Records contained in a dataset:
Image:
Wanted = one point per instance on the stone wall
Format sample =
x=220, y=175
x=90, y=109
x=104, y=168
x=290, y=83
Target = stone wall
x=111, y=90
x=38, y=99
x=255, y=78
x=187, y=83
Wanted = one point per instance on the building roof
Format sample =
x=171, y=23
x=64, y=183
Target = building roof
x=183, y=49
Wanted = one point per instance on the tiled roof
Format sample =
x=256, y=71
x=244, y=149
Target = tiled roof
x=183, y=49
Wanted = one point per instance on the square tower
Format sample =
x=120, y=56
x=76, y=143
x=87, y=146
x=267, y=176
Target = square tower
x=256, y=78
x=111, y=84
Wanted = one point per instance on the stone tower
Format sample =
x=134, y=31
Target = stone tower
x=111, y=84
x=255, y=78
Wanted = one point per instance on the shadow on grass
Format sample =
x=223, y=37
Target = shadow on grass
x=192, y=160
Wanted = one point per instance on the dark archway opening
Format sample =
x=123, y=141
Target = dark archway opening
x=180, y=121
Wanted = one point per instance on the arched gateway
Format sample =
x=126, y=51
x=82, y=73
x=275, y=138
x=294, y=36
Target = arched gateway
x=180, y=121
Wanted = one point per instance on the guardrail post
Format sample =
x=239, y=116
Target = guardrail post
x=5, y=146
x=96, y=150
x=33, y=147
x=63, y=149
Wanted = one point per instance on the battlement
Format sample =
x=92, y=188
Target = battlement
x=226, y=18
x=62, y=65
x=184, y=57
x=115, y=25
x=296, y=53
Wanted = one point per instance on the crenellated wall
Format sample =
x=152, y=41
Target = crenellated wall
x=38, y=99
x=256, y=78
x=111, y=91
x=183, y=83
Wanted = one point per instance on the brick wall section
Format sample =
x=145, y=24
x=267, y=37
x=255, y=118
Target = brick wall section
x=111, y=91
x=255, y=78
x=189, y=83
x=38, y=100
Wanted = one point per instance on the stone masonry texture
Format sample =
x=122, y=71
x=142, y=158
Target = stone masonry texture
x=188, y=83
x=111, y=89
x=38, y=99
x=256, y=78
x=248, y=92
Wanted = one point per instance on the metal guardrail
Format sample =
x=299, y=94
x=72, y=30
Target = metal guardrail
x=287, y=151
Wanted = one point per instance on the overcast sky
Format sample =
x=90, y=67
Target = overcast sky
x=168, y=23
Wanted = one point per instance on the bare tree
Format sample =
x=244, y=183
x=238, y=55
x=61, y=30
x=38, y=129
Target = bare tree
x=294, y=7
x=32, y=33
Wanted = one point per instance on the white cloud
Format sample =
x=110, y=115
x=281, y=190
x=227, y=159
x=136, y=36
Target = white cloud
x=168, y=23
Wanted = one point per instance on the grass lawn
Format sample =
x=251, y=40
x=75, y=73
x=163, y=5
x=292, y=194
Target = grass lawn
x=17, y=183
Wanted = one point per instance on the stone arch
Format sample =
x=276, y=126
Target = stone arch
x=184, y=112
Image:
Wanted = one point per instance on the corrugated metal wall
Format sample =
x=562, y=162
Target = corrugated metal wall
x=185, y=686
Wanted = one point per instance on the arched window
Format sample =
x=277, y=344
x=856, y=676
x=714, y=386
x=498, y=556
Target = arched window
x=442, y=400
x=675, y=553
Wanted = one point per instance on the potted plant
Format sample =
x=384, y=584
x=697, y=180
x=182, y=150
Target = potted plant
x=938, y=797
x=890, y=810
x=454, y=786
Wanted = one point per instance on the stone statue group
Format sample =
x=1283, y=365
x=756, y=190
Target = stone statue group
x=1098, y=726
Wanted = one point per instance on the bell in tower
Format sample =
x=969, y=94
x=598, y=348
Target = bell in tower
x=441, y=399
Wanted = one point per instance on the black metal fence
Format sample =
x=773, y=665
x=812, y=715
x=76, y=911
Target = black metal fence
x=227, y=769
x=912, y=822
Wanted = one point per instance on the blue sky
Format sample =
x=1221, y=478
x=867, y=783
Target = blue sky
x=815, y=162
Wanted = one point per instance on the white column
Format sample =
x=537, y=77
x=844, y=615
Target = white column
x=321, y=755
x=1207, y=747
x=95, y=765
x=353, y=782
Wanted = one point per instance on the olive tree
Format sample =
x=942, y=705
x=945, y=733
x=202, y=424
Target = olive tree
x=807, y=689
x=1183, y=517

• **How to complete this task**
Your answer should be the lines above, from the line containing "x=856, y=676" up to and including the line containing "x=76, y=911", reproduced exactly and with nothing else.

• **Exercise output**
x=856, y=676
x=714, y=386
x=498, y=556
Target = arched window
x=442, y=400
x=675, y=553
Wanted = one point per instance on the potted plant
Format sample =
x=384, y=584
x=697, y=180
x=182, y=150
Target = potted plant
x=938, y=797
x=890, y=810
x=454, y=786
Wanted = one point per instance on the stone statue group
Format sample =
x=1283, y=365
x=756, y=190
Target = stone statue group
x=1098, y=726
Wanted = one point per instance on the bell in tower
Format sample =
x=969, y=94
x=598, y=348
Target = bell in tower
x=441, y=399
Wanted = one point per instance on the black metal fence
Format sample =
x=773, y=665
x=812, y=715
x=76, y=911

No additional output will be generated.